Text block
= = =
If User A and User B both have the same animated GIF on their device, when the clients upload their backups to cloud storage only one copy should remain. Proseware, Inc. cannot control when clients will upload and has determined that they will always attempt to upload the file. If it is a new file, it should be stored in the service in a manner that if another use attempts to upload the same file, only 1 copy will be retained over time. If the file already exists, only one copy is needed, and the upload can be discarded.
= = =
(Dataset records on object locations)
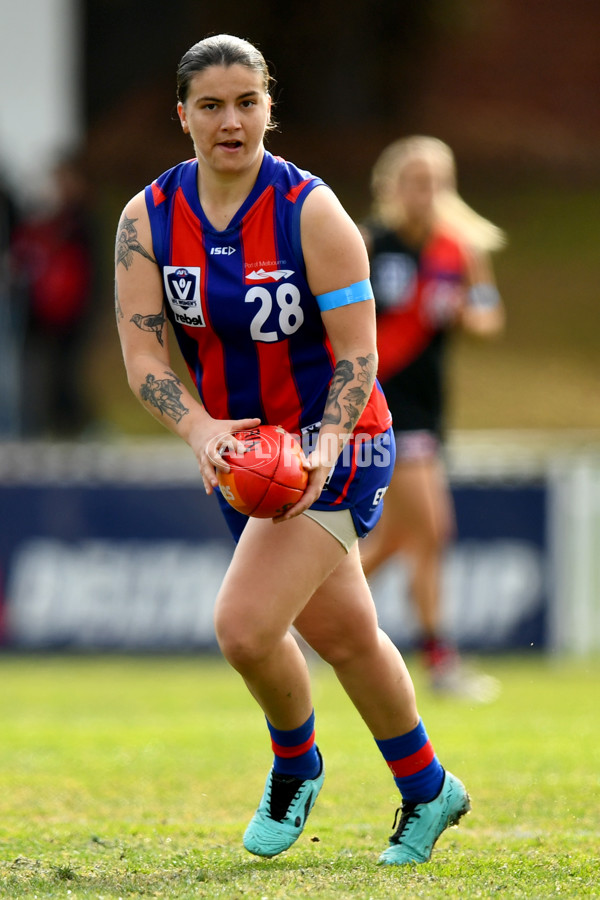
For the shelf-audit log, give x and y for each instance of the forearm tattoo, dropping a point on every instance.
(128, 243)
(118, 309)
(155, 323)
(345, 408)
(165, 395)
= = =
Tasks to perform
a: Restate the paragraph beginning "If User A and User B" in the passage on duplicate uploads as a brief bulleted list that keeps its main facts.
b: Name every party identified by name in the passage on duplicate uploads.
c: Continue the passage on duplicate file uploads, picking up after its final sentence.

Answers to the problems
a:
- If User A and User B have the same animated GIF on their devices, only one copy should remain in cloud storage after their clients upload their backups.
- Proseware, Inc. cannot control when clients upload and has determined that they will always attempt to upload the file.
- A new file should be stored so that only one copy is retained over time if the same file is uploaded again.
- If the file already exists, only one copy is needed and the upload can be discarded.

b: User A, User B, Proseware, Inc.

c:
Blob versioning allows for the automatic retention of previous versions, with a new version created on each successful call to Put Blob or Put Block List. When combined with lifecycle management in blob storage, versions older than a specified number of days can be automatically deleted or moved to a different tier of storage (e.g., from hot to cool). With blob versioning, the application can be built in a way that allows for every client to always attempt their upload. If the file already exists, the upload will succeed, adding a new version which can they be safely deleted with lifecycle management after the specified retention period has passed. This removes the complexities of having to manage conditional headers and allows the application to meet its goals with out-of-the-box features of Azure blob storage that are easily configurable through the Azure portal.

Now that we understand the scenario and have seen how blob versioning can help, let’s look at a sample upload of the same file by four mobile clients.

  1. Client 1 and Client 2 (BlockId QkJC) upload awesomestmemeever.gif simultaneously.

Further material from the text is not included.